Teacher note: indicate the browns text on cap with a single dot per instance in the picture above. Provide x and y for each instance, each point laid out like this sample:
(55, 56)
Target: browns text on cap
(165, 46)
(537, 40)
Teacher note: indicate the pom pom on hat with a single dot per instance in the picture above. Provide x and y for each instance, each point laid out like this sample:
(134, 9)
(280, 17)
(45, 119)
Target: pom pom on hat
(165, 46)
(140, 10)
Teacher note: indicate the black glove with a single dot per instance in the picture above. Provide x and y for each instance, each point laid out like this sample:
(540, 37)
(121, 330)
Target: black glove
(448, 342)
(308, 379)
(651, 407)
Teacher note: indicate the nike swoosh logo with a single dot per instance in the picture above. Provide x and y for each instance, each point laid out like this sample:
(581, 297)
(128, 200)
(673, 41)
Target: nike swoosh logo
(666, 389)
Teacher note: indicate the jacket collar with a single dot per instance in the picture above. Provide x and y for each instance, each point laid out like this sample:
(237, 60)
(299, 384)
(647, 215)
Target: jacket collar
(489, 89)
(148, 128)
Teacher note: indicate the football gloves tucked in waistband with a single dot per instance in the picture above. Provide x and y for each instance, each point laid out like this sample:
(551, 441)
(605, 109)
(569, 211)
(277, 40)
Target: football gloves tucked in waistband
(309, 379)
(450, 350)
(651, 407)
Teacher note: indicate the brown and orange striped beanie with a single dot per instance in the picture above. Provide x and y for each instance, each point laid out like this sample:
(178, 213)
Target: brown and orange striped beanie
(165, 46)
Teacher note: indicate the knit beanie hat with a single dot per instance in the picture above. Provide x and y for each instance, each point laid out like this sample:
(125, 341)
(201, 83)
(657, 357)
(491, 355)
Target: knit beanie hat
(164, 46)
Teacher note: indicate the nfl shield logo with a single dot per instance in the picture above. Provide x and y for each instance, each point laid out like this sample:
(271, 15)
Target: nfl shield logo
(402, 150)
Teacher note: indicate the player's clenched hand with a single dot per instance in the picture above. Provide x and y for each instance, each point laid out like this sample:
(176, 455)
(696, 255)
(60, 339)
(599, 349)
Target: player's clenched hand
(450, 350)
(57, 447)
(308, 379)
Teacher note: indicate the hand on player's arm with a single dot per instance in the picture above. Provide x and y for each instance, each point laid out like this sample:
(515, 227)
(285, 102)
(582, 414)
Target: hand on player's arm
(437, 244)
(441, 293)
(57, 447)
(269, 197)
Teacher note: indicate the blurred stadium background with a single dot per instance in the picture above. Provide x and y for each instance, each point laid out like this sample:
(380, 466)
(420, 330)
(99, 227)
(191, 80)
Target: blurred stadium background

-------------------------

■ Directions for this task ■
Retype the listing. Match it exactly.

■ Solution for this exercise ■
Teacher note: indicate the browns text on cap with a single dot per instance in the picture above. Provide x and y for each instance, each point laid out like this sample:
(55, 56)
Target: browns text on cap
(165, 46)
(537, 40)
Teacher note: indicate the pom pom on hat with a single dot per instance in the picture above. Provide x and y for each instance, each point laid out like this sample:
(134, 9)
(280, 17)
(45, 119)
Target: pom pom on hat
(165, 46)
(140, 10)
Teacher note: indicate the black glove with a single dot per instance in the picture above. Provide x and y for each instance, each point laid out like this sample:
(540, 37)
(121, 330)
Target: black glove
(448, 342)
(308, 379)
(651, 407)
Teacher note: indicate the nike swoosh logo with a single dot per instance in the picture above. Provide x and y for each instance, each point laid out like this sample:
(581, 297)
(128, 200)
(673, 41)
Target: nike swoosh logo
(666, 389)
Teacher note: indicate the jacket collar with a single dot per instance in the picture above. Provide x and y for each instance, each point laid out like this sample:
(237, 60)
(299, 384)
(647, 215)
Target: jacket collar
(489, 89)
(148, 128)
Teacher note: indicate the football gloves tucked in waistband with a single dot per instance in the picture above. Provide x and y for each instance, each point laid out like this sample:
(551, 441)
(605, 109)
(569, 211)
(277, 40)
Target: football gloves tucked in waistband
(309, 379)
(450, 350)
(651, 407)
Teacher note: indicate the brown and orange striped beanie with a single dot per instance in the picture above. Provide x and y for each instance, each point laid out like this sample:
(178, 213)
Target: brown and orange striped beanie
(165, 46)
Teacher note: indicate the knit beanie hat with a single dot per instance in the picture above. Provide x and y for each instance, each point laid out like this sample:
(125, 341)
(201, 83)
(657, 357)
(491, 355)
Target: knit beanie hat
(164, 46)
Teacher note: indicate the nfl shield logo with a single dot per instance in the picture above. Provide x and y for each instance, each point laid out like this sample:
(271, 15)
Target: nfl shield logo
(402, 150)
Teacher note: indicate the player's clenched hand with a single dot per instance in the picture above. Provide x and y for each instance, each point laid out like this sample:
(176, 455)
(696, 255)
(60, 339)
(599, 349)
Target: player's clenched hand
(450, 350)
(57, 447)
(308, 379)
Teacher note: indicate the hand on player's arm with a single dot per instance in the picture above. Provide x and y for each instance, each point laid out like this sample:
(515, 227)
(285, 102)
(582, 414)
Target: hand on player's arm
(437, 244)
(441, 293)
(57, 447)
(269, 197)
Teacher note: indicate the blurred stadium background with a single dot per instance in the picture above. Provide x and y for each instance, each point laid out like this sample:
(380, 466)
(420, 330)
(99, 227)
(191, 80)
Target: blurred stadium background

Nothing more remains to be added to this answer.